→ Article
To remove the cap 350, a user pulls the cap away from the appliance 100 in the direction of the standoff protrusions 248 to elastically deform the standoff protrusions and/or the sidewall 352 to release the engagement features 250 from the detents 356. Similarly, to mount the cap 350 to the head 240, a user aligns the cap with the head and pushes the cap toward the appliance 100. As the cap 350 moves toward the appliance 100, the standoff protrusions 248 and/or the sidewall 352 elastically deform until the engagement features 250 are seated within the corresponding detents 356. When the cap 350 is so positioned, the engagement features 250 cooperate with the detents 356 to provide an interference fit maintains the position of the cap relative to the head 240. In some embodiments, the position of the mounted cap 350 is maintained by fasteners, a keyed engagement, elastic straps, or any other suitable configuration.

→ Required work
(1) Decide whether each statement below agrees with the cap-mounting description above. Answer yes or no for each, and quote the words of the description that decide it.
(a) To take the cap off, a user pushes it toward the appliance.
(b) When the cap is being mounted, the standoff protrusions and/or the sidewall deform until the engagement features seat in the detents.
(c) In some embodiments, elastic straps can hold the mounted cap in position.
(2) Write a continuation of the cap-mounting description above, beginning right after its final sentence.

→ Extracted information
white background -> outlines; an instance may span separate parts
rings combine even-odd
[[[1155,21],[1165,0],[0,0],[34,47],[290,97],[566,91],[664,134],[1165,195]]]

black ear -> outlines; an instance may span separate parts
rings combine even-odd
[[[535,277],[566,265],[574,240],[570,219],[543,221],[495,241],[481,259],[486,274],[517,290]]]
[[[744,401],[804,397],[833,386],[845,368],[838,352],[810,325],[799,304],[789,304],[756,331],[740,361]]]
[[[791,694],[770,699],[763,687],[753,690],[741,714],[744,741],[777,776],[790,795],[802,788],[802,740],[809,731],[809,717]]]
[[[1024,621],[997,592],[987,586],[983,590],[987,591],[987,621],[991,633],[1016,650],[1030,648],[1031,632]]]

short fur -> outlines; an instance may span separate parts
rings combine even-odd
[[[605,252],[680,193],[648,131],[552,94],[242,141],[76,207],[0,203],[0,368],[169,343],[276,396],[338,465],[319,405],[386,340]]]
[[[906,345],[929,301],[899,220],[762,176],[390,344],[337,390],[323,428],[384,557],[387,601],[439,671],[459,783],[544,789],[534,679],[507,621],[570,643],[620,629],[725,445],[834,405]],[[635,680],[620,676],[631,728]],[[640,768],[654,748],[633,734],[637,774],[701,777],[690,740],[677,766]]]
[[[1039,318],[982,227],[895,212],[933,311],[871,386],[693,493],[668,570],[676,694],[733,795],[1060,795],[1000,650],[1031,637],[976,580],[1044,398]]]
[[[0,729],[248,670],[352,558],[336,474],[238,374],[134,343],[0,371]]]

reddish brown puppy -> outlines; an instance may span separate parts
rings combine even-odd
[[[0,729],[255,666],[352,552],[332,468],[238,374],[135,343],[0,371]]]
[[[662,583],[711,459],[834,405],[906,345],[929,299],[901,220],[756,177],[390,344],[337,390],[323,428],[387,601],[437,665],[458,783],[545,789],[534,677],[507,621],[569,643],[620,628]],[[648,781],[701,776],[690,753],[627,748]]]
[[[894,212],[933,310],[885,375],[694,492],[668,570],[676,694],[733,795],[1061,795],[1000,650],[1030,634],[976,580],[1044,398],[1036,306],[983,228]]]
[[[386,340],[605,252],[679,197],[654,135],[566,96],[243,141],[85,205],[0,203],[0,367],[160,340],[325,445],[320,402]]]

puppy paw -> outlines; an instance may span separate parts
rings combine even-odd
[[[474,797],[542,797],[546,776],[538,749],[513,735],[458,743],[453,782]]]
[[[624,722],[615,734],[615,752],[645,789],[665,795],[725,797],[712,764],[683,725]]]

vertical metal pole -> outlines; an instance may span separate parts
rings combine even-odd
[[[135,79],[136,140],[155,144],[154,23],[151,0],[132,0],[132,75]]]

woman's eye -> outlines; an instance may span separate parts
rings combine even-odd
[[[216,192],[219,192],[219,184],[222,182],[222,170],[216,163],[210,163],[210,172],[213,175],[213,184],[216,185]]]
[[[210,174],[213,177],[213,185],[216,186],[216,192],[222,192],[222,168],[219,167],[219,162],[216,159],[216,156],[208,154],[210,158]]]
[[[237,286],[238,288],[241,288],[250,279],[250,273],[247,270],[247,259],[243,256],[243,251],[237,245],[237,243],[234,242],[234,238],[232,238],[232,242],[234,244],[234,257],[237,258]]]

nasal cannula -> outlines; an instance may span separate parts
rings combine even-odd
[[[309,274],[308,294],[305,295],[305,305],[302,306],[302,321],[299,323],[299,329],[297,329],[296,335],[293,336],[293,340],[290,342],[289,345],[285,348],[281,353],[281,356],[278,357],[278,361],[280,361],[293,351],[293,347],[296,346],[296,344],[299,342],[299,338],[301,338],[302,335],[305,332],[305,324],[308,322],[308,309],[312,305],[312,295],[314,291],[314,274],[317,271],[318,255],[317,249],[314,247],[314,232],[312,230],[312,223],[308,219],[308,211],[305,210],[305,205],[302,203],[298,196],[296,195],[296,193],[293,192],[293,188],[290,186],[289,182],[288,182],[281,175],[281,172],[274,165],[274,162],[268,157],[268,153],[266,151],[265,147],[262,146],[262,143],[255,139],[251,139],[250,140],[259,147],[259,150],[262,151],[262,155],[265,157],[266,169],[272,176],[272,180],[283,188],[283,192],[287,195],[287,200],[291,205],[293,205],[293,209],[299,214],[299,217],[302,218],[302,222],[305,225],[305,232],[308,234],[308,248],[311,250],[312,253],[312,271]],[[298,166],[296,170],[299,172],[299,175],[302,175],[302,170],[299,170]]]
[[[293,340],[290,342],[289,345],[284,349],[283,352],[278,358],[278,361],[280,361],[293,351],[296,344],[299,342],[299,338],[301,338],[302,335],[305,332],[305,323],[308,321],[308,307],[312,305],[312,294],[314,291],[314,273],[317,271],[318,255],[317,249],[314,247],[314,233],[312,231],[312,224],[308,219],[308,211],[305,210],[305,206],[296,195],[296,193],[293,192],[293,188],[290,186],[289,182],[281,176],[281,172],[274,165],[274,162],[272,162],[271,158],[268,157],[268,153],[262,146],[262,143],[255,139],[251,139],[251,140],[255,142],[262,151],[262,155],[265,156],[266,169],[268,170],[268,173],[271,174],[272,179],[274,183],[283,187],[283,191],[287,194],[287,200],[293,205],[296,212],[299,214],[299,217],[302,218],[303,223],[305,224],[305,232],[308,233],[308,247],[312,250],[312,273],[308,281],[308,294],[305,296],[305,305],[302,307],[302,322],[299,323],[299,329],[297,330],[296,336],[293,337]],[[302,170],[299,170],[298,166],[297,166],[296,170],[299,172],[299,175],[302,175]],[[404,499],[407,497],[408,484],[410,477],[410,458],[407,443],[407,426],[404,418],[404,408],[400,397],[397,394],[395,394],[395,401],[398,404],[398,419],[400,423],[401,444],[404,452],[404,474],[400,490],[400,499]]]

→ Task-by-task answers
(1)
(a) No: "a user pulls the cap away from the appliance 100"
(b) Yes: "the standoff protrusions 248 and/or the sidewall 352 elastically deform until the engagement features 250 are seated within the corresponding detents 356"
(c) Yes: "the position of the mounted cap 350 is maintained by fasteners, a keyed engagement, elastic straps, or any other suitable configuration"

(2)
Still referring to FIG. 17, the cap 350 includes an interior surface 358 configured to sealingly engage an end of each nozzle 242. Engagement of the surface 358 with the nozzle 242 blocks the outlet aperture 246 of the nozzle, thereby sealing the channel 244 of the nozzle and isolating the any formulation within the appliance 100 from ambient air.

Referring now to FIGS. 18 and 19, another embodiment of a formula delivery appliance 100 is shown, wherein the appliance provides selective isolation of interior components from ambient air to reduce and/or eliminate clogging. In an embodiment, a plurality of shutters 370 are positioned within the distribution channels 226 of the manifold 210. The shutters 370 are configured for selective reciprocating movement between an open position (see FIG. 18) and a closed position see (FIG. 19).

During operation of the appliance 100, the shutters 370 are in the open position, and a formulation or formulation mixture is capable of passing through the distribution channels 226 of the manifold 210 to be distributed through the nozzles 242 of the head 240. When the appliance 100 is not in use, the shutters 370 are in the closed position. In the closed position, the shutters 370 block the channel 244 of each nozzle 242 so that the manifold and all of the formulation therein is isolated from ambient air. That is, the shutters 370 seal the formulation disposed within the appliance 100 “upstream” of the nozzles 242, i.e., from the manifold 210 to the formulation containers 308 and 314.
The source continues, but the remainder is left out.